PASSAGE GIVEN:
-- START --

Блог пользователя faiyaz26

Автор faiyaz26, 12 лет назад, По-английски

for this problem: http://www.spoj.pl/problems/PATULJCI/

i have got some idea from this analysis by COCI. http://hsin.hr/coci/archive/2009_2010/contest3_solutions.zip

so far my implementation is with segment tree, then binary search.

here is my implementation which is getting WA:

/* Bismillahir Rahmanir Rahim */
/*Coder: Ahmad Faiyaz*/

#include <algorithm>
#include <cctype>
#include <cmath>
#include <cstdio>
#include <cstdlib>
#include <cstring>
#include <iostream>
#include <map>
#include <queue>
#include <set>
#include <sstream>
#include <stack>
#include <string>
#include <vector>

# define FOR(i, a, b) for (int i=a; i<b; i++)
# define REP(i, a) FOR(i,0,a)

#define EPS 1e-11
#define inf ( 1LL << 31 ) - 1
#define LL long long

#define abs(x) (((x)< 0) ? (-(x)) : (x))
#define all(x) (x).begin(), (x).end()
#define ms(x, a) memset((x), (a), sizeof(x))

-- END --

DIRECTION:
Answer these from the blog post:
1. Which SPOJ problem is the post about?
2. What techniques does the implementation use?
3. What result is the implementation getting?
The listing that comes next isn't required for anything here.

Recorded data

-- START --

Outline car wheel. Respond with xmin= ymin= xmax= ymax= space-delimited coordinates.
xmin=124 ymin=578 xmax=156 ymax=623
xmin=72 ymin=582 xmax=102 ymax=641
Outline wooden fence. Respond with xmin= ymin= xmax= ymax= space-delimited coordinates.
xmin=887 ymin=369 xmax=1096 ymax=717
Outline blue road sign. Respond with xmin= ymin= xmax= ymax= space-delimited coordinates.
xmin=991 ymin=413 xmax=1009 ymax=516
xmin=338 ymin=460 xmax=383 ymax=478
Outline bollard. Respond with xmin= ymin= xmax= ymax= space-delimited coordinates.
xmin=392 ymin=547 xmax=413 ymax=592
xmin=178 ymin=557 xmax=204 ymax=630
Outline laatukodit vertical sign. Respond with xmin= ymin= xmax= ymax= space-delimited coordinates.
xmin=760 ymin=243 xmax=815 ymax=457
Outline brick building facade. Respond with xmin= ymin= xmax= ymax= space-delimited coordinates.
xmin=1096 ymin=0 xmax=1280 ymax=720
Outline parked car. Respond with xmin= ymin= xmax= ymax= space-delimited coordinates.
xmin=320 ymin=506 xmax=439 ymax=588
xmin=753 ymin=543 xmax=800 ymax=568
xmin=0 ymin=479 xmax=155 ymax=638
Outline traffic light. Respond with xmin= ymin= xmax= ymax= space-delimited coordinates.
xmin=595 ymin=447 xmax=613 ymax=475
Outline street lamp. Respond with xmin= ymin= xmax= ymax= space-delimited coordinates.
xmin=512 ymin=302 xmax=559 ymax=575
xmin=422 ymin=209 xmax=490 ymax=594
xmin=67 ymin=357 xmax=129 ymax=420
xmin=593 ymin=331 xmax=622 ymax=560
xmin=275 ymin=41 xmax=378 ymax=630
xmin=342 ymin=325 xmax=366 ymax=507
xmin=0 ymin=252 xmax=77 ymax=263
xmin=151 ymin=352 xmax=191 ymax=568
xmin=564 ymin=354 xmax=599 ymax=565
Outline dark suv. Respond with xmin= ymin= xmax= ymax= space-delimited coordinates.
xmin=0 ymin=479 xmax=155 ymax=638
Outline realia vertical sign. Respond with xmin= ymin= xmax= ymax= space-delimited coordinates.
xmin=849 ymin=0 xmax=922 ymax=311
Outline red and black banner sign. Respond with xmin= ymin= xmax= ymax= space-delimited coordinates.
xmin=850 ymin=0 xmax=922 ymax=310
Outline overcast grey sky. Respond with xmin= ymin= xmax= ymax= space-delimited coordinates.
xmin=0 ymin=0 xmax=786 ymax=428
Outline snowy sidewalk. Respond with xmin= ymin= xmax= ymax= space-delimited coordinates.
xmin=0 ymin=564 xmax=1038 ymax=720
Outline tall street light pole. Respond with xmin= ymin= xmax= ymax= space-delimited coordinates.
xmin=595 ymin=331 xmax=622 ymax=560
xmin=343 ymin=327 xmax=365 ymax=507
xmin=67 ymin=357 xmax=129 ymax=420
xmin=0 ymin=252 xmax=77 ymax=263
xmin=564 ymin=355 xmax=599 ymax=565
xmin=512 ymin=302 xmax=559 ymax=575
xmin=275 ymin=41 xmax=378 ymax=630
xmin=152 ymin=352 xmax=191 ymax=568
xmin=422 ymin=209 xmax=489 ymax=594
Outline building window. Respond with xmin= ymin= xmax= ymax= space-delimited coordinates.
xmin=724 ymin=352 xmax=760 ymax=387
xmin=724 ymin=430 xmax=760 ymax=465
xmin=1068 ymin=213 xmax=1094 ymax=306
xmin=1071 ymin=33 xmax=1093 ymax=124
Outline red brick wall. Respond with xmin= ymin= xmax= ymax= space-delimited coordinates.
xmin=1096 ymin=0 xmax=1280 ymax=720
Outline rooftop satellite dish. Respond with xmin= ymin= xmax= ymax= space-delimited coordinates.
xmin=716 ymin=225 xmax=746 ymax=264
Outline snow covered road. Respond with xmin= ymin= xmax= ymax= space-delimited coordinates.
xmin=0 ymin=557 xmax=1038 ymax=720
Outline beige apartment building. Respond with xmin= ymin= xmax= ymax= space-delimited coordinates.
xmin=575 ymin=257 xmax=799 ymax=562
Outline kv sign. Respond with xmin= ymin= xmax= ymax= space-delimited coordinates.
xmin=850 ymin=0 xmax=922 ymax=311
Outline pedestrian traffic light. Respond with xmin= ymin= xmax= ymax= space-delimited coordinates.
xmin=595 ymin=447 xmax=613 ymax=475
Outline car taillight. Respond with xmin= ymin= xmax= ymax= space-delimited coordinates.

-- END --

ANSWER:
1. PATULJCI
2. A segment tree, then binary search
3. WA